----- Records to use -----
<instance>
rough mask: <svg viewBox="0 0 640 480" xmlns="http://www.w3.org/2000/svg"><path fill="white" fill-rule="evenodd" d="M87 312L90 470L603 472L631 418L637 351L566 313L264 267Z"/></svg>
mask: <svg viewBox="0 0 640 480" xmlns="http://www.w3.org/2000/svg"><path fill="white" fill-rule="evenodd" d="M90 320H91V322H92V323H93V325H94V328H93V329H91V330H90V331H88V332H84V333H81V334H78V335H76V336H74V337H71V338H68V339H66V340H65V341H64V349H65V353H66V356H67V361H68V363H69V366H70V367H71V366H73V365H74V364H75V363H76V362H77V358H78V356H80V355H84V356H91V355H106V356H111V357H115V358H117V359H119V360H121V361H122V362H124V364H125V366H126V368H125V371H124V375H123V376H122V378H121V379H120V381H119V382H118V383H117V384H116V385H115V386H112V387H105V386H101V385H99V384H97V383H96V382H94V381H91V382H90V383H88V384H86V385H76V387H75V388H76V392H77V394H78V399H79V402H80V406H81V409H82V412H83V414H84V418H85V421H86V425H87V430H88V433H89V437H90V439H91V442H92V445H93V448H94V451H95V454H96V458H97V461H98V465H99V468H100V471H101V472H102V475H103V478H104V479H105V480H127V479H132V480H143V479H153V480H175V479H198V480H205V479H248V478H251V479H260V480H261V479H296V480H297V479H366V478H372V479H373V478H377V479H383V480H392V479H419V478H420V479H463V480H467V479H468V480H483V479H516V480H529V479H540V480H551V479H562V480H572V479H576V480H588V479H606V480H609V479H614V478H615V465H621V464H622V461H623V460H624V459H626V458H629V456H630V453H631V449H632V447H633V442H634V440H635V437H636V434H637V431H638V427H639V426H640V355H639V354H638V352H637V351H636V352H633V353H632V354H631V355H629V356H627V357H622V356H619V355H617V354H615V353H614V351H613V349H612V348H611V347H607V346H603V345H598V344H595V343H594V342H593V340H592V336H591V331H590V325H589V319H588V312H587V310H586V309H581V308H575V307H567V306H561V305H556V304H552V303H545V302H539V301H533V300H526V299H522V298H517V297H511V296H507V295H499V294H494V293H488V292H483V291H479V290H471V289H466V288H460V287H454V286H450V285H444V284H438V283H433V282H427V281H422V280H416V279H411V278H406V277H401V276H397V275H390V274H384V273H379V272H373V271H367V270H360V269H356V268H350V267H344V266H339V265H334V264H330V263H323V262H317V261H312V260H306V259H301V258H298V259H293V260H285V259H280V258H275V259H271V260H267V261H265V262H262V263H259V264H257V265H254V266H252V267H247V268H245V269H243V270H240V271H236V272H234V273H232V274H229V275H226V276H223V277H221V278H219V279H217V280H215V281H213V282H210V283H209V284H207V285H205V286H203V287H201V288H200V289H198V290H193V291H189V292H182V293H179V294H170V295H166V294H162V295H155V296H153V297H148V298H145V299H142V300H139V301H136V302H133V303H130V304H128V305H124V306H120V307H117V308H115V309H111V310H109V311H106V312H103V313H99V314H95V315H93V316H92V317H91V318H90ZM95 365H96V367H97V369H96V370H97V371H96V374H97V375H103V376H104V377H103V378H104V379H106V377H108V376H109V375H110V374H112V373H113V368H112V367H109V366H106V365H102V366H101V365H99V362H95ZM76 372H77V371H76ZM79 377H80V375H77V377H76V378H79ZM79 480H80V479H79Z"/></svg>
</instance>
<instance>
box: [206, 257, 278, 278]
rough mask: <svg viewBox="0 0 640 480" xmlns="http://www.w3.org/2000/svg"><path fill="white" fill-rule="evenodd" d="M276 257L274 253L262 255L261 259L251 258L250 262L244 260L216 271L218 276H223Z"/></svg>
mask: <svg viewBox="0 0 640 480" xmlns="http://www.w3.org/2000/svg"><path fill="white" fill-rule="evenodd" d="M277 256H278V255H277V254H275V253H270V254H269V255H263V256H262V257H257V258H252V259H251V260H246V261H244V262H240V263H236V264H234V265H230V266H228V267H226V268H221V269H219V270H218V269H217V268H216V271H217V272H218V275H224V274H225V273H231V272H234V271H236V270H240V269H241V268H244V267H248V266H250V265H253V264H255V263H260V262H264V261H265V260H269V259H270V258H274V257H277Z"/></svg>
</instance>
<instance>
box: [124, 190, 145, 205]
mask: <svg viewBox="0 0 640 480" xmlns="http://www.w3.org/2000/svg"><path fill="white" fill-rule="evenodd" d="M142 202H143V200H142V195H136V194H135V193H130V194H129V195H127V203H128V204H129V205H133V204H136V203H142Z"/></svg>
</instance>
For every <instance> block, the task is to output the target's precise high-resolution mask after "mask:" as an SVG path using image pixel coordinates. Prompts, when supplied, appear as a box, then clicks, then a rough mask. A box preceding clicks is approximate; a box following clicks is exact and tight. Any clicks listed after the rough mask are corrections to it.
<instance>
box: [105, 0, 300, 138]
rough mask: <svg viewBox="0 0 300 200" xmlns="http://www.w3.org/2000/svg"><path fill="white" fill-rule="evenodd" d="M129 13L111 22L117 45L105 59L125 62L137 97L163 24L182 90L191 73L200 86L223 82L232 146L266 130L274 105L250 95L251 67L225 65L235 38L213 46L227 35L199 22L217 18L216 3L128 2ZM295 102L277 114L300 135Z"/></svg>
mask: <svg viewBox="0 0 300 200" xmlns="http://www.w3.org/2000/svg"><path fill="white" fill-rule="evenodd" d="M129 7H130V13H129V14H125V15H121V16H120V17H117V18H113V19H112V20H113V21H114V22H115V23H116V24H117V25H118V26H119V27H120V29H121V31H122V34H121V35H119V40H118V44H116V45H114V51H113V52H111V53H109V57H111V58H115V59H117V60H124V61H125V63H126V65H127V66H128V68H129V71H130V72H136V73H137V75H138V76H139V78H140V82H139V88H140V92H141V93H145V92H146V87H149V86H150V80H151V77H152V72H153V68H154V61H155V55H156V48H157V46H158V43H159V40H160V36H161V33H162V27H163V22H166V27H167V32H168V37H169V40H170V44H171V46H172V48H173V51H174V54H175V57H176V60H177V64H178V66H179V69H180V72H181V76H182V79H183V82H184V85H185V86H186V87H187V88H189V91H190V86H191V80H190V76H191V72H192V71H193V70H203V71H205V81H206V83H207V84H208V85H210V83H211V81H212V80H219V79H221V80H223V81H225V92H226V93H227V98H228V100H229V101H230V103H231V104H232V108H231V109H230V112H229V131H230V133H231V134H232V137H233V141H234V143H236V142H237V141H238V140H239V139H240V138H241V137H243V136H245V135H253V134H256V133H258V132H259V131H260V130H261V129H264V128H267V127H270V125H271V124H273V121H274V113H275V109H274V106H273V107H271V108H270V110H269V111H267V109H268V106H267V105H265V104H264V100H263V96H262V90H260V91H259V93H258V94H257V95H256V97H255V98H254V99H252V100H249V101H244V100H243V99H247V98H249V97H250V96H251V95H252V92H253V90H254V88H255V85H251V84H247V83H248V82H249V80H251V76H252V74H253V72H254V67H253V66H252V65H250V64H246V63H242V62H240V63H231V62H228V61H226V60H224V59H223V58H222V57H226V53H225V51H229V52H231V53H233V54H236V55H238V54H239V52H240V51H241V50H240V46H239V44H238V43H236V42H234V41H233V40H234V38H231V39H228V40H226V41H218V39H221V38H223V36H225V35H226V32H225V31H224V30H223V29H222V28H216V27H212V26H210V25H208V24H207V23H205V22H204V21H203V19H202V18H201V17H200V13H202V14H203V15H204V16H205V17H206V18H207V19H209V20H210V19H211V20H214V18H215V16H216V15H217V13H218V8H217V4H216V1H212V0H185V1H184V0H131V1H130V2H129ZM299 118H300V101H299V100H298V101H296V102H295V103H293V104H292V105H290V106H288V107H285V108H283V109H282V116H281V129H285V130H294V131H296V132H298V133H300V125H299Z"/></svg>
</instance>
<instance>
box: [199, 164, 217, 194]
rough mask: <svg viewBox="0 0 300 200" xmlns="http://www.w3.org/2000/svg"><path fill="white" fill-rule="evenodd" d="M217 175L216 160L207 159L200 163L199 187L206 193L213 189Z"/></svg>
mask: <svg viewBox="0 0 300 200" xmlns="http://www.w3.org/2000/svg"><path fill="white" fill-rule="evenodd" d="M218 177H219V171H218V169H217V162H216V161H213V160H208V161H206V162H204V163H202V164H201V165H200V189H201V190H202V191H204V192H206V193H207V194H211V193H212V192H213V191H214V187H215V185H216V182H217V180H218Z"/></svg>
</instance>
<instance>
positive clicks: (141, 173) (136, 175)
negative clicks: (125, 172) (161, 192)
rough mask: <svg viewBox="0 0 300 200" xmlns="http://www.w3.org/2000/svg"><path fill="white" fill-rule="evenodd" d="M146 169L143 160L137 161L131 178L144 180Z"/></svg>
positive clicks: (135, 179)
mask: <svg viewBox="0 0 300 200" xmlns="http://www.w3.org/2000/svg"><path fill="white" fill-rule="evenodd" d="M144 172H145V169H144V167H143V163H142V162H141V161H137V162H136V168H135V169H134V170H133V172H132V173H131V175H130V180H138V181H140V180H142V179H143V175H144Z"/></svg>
-----
» **Task item**
Please give back, exactly as it stands above, the stretch from the line with "175L216 160L207 159L200" through the line with "169L143 160L137 161L131", and no line outside it.

» **Result for this exercise**
rough mask: <svg viewBox="0 0 300 200" xmlns="http://www.w3.org/2000/svg"><path fill="white" fill-rule="evenodd" d="M217 175L216 160L207 159L200 163L199 187L206 193L213 189Z"/></svg>
mask: <svg viewBox="0 0 300 200" xmlns="http://www.w3.org/2000/svg"><path fill="white" fill-rule="evenodd" d="M218 177H219V171H218V169H217V162H216V161H213V160H208V161H206V162H204V163H202V164H201V165H200V189H201V190H202V191H204V192H206V193H207V194H211V193H212V192H213V191H214V187H215V185H216V182H217V180H218Z"/></svg>
</instance>
<instance>
positive clicks: (141, 173) (136, 175)
negative clicks: (125, 172) (161, 192)
rough mask: <svg viewBox="0 0 300 200" xmlns="http://www.w3.org/2000/svg"><path fill="white" fill-rule="evenodd" d="M146 169L143 160L137 161L131 178L144 180Z"/></svg>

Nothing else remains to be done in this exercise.